** PROBLEM DETAILS **
Exactly as written, output the lines below starting from the first and ending with the line that contains "box: [37, 166, 68, 184]"; omit pictures.

(Stored data)
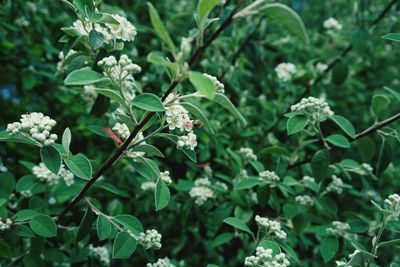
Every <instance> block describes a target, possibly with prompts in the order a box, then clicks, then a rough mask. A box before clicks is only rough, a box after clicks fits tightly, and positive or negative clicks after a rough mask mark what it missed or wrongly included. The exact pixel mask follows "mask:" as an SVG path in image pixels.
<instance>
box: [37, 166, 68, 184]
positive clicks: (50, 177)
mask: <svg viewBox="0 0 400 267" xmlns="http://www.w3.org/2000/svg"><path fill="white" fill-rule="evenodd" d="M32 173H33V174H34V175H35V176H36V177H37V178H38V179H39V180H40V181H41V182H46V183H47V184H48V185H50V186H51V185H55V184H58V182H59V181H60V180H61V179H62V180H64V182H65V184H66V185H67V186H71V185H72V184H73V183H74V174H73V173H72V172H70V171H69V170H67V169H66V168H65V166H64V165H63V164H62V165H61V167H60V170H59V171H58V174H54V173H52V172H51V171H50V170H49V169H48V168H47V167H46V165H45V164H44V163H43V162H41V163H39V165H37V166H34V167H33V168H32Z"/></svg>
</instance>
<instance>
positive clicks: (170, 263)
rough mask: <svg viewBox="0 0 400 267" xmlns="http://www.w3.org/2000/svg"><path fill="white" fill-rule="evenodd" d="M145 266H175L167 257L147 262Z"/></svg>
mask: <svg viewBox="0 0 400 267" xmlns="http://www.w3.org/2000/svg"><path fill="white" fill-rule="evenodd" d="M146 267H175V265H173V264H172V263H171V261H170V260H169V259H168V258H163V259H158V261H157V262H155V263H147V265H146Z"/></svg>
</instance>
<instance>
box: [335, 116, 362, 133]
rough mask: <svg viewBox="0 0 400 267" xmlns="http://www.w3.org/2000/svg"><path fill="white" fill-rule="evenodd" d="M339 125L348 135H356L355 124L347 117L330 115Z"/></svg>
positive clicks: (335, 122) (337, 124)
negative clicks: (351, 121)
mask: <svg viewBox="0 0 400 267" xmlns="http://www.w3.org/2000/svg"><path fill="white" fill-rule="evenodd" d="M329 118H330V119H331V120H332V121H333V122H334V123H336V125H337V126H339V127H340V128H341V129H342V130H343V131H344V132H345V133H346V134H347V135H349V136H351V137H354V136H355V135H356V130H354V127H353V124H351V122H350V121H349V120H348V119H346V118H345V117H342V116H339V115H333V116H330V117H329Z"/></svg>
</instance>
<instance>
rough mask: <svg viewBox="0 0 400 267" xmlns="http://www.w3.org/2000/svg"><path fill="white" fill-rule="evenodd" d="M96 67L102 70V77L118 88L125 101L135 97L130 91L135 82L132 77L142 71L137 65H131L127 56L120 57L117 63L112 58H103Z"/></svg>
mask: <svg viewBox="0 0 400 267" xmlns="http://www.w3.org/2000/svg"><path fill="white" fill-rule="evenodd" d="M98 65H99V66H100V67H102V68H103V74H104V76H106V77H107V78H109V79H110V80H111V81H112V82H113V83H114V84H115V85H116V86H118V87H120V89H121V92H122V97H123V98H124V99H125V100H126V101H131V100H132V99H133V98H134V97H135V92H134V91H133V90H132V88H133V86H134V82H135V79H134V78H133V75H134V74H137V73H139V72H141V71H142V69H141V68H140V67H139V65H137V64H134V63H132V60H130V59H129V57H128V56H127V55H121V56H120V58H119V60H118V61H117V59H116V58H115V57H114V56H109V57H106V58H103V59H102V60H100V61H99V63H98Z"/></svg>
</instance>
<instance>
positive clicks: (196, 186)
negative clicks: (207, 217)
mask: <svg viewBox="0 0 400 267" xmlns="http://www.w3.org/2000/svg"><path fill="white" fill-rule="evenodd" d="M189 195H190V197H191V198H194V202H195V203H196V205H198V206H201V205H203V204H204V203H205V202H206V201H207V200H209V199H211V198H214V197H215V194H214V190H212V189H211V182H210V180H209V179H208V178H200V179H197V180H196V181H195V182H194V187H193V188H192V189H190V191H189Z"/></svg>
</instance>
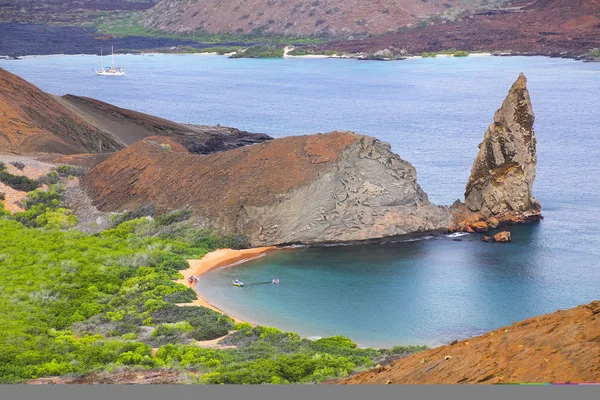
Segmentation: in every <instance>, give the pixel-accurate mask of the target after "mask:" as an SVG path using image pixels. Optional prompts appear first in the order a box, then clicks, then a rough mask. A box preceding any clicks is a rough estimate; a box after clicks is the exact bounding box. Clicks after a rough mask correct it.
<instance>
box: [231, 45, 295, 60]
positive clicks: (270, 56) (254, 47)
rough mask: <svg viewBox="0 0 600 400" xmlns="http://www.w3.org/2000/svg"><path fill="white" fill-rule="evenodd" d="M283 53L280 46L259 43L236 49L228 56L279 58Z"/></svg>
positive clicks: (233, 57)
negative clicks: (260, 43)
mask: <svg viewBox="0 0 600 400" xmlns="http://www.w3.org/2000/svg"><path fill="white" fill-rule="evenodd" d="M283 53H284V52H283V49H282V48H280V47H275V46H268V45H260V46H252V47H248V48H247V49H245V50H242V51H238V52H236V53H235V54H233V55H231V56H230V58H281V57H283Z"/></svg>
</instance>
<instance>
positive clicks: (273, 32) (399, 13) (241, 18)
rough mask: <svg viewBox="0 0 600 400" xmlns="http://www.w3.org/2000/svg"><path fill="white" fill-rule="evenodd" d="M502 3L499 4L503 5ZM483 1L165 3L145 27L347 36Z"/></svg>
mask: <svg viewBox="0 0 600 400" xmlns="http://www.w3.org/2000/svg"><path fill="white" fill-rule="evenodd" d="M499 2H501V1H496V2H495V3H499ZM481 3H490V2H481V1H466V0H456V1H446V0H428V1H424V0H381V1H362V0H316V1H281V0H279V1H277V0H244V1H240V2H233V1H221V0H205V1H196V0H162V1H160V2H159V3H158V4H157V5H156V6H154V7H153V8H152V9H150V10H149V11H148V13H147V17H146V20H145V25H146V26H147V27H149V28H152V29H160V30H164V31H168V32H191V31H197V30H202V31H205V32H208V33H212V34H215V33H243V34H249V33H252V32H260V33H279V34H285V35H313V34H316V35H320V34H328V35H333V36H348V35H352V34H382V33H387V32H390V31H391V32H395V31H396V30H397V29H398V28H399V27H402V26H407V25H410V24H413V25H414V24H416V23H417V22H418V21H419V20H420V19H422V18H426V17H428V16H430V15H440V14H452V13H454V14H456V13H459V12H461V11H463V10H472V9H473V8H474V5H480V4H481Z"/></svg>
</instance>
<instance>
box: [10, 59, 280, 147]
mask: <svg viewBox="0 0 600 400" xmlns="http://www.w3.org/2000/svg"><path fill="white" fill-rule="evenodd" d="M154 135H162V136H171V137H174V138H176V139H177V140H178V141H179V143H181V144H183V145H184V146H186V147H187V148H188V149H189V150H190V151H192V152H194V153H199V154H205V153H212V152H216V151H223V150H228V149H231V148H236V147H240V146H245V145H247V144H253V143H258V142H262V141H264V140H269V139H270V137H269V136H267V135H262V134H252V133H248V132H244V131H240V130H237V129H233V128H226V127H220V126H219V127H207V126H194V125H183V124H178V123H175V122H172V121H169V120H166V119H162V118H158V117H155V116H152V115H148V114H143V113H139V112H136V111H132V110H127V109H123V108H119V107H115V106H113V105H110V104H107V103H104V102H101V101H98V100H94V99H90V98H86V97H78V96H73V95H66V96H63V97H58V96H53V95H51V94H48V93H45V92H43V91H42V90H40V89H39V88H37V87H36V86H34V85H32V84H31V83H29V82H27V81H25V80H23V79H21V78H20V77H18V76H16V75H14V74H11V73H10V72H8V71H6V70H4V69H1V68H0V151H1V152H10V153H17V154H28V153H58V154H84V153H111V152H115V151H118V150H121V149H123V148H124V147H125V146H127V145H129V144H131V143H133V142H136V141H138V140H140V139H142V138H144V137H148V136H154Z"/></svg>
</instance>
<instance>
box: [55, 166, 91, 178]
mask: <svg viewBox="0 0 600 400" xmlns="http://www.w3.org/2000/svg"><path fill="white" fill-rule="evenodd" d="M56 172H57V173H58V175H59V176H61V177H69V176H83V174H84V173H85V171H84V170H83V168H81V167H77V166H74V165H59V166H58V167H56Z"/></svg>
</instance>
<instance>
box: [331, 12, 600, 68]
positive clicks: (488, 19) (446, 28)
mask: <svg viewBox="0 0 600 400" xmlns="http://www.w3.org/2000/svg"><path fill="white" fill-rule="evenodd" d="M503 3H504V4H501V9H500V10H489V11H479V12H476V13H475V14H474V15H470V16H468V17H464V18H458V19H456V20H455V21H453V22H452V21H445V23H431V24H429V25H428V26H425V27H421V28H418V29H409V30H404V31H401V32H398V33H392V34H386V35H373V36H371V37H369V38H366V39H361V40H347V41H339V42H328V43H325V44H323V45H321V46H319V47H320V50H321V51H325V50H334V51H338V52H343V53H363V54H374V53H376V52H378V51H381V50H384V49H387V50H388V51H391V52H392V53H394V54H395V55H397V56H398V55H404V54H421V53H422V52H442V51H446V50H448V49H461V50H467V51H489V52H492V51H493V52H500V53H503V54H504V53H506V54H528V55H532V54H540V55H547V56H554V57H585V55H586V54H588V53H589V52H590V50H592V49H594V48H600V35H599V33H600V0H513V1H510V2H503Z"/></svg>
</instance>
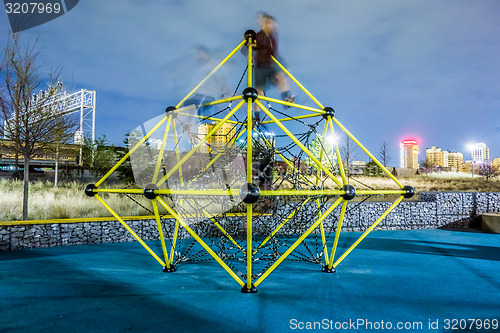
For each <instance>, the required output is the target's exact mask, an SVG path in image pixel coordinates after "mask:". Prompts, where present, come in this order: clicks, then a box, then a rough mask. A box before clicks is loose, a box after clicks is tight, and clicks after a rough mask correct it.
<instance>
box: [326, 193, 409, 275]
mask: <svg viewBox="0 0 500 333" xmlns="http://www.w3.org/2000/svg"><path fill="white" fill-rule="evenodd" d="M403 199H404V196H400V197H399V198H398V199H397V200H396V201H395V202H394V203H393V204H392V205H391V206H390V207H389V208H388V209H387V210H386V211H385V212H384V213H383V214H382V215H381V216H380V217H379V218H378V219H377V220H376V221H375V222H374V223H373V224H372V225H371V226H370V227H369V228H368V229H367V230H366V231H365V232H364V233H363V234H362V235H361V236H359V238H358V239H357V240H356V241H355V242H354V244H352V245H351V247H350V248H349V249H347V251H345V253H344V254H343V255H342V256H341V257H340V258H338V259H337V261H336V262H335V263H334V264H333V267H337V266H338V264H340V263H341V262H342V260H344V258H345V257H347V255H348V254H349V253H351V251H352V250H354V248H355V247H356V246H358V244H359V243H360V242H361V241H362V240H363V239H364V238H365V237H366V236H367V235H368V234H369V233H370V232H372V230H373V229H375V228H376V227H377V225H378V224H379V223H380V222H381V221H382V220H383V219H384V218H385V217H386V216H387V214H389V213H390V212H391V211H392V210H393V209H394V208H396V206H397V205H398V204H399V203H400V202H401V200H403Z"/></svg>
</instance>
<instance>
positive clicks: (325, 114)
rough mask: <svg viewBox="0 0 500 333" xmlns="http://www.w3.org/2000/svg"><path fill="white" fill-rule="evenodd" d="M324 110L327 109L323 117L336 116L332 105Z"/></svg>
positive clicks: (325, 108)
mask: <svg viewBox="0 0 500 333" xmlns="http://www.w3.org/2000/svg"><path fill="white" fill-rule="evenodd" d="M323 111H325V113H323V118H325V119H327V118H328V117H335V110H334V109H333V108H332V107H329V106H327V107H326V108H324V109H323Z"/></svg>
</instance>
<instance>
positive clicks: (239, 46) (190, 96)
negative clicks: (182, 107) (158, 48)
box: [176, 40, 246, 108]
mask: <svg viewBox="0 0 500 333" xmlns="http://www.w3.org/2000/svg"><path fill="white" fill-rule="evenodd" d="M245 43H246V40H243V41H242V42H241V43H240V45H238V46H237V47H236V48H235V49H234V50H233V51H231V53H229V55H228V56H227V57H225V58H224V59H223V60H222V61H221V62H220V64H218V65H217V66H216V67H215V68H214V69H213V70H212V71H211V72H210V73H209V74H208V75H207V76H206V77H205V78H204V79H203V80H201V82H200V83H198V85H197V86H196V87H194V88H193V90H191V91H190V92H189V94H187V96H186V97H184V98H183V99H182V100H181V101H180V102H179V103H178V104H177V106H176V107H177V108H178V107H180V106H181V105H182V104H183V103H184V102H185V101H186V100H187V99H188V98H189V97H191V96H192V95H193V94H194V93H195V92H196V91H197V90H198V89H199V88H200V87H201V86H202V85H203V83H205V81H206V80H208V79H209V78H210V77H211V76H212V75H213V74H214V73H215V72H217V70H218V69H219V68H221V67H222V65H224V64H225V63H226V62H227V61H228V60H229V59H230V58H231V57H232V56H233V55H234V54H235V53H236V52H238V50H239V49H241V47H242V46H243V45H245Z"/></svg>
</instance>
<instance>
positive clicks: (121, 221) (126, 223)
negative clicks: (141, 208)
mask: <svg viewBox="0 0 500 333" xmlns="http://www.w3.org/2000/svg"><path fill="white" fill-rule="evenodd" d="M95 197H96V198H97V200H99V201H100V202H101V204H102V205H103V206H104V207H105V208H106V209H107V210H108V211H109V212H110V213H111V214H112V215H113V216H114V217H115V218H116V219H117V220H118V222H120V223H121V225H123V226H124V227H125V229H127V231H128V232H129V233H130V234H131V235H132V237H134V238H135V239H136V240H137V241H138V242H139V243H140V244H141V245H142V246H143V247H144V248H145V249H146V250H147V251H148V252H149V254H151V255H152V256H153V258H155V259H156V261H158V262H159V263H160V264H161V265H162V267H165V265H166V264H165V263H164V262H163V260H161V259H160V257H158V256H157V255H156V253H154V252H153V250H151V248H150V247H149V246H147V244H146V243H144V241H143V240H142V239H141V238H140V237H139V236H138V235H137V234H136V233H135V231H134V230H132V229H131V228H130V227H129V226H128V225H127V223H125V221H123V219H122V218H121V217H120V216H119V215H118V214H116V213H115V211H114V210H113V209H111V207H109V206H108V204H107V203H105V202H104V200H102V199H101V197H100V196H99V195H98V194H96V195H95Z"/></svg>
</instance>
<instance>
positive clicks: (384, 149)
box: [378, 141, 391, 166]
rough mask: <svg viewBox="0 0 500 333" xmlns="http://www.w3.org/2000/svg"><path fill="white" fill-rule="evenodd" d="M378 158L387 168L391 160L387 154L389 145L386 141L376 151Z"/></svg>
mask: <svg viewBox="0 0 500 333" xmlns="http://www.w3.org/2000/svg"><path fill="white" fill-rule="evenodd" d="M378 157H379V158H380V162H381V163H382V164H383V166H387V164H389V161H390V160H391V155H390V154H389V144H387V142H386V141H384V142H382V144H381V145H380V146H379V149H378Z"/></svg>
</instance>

** TASK SOLUTION **
Every <instance> block describes a target, possibly with prompts in the order a box, then clicks, then a rough mask. A box before clicks is only rough, a box after clicks fits tightly, and positive or negative clicks after a rough mask mark what it missed or wrongly included. The exact pixel mask follows "mask:" as an SVG path in image pixels.
<instance>
box: [37, 166, 68, 184]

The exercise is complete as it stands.